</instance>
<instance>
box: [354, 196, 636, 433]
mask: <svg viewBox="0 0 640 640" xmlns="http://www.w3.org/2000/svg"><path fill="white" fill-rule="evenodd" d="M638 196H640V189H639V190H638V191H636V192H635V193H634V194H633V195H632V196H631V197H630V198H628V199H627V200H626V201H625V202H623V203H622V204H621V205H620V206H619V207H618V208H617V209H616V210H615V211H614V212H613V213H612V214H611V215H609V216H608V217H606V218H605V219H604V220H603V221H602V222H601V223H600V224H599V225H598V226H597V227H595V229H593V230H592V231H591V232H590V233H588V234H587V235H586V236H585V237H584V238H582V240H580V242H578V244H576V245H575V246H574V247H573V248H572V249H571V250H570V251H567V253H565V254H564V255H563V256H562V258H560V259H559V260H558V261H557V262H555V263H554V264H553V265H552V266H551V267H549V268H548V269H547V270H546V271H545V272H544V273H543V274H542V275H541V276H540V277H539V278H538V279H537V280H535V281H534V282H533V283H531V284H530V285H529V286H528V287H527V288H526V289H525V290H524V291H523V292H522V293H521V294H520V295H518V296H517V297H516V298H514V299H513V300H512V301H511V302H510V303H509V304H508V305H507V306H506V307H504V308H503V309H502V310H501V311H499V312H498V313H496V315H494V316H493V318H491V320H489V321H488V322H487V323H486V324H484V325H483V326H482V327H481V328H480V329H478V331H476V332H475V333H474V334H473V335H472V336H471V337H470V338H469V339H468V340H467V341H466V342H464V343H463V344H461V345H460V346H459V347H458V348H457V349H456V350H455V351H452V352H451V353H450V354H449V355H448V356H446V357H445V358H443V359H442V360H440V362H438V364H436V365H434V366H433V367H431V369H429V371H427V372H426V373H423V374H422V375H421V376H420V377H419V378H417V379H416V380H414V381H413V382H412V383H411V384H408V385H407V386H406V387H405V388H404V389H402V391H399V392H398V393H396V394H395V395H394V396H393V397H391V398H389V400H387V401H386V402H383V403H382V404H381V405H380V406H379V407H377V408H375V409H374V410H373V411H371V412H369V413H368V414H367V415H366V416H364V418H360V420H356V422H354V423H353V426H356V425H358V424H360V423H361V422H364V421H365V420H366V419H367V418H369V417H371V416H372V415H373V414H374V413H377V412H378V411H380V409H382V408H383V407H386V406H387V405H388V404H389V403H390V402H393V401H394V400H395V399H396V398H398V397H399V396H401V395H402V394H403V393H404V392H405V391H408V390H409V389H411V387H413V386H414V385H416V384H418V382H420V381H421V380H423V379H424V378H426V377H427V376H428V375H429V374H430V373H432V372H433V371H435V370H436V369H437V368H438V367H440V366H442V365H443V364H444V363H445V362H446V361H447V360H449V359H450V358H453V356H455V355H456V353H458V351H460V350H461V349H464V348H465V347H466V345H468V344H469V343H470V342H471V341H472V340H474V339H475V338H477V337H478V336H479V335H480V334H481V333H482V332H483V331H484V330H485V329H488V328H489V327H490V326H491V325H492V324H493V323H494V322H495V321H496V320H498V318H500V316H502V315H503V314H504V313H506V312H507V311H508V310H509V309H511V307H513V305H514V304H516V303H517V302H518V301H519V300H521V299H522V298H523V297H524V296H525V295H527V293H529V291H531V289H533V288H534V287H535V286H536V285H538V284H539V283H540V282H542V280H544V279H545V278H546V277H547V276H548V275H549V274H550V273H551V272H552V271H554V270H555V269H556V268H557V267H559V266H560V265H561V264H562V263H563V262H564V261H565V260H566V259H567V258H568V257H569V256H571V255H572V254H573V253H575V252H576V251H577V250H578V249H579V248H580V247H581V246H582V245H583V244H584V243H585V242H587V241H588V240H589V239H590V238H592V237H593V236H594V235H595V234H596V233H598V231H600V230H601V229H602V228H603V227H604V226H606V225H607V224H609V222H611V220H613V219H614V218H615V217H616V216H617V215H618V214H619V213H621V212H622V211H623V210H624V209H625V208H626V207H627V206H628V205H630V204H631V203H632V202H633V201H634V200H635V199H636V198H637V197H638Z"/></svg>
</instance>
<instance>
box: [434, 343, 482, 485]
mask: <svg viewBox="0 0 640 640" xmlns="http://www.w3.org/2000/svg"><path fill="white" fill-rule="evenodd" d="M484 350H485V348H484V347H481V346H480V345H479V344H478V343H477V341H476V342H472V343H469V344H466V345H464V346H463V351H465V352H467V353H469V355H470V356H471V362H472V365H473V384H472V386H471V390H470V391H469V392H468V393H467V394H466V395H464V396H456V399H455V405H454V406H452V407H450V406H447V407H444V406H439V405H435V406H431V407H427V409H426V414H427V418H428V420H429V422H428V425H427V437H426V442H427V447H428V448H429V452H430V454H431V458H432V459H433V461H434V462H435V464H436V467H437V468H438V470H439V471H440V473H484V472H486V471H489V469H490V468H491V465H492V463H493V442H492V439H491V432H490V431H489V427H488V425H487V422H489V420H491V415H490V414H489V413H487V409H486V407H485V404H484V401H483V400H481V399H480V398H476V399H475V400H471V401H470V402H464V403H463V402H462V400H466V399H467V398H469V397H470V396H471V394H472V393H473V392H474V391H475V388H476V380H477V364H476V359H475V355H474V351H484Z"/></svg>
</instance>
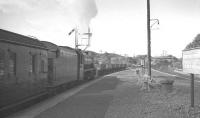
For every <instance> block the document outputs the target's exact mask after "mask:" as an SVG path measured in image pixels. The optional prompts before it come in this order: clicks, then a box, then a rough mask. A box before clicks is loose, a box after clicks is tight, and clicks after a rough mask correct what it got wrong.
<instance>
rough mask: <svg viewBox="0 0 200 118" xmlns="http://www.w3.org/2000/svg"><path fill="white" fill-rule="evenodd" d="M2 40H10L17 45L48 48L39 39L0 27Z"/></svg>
mask: <svg viewBox="0 0 200 118" xmlns="http://www.w3.org/2000/svg"><path fill="white" fill-rule="evenodd" d="M0 42H8V43H13V44H17V45H23V46H28V47H34V48H41V49H46V47H45V46H44V45H43V44H42V43H41V42H40V41H39V40H38V39H35V38H31V37H28V36H24V35H21V34H17V33H14V32H10V31H6V30H3V29H0Z"/></svg>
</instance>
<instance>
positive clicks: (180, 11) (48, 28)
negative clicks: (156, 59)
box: [0, 0, 200, 57]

□ □ □ □

ABOUT THIS EXERCISE -
Give only the number of lines above that contain the string "rough".

REPLY -
2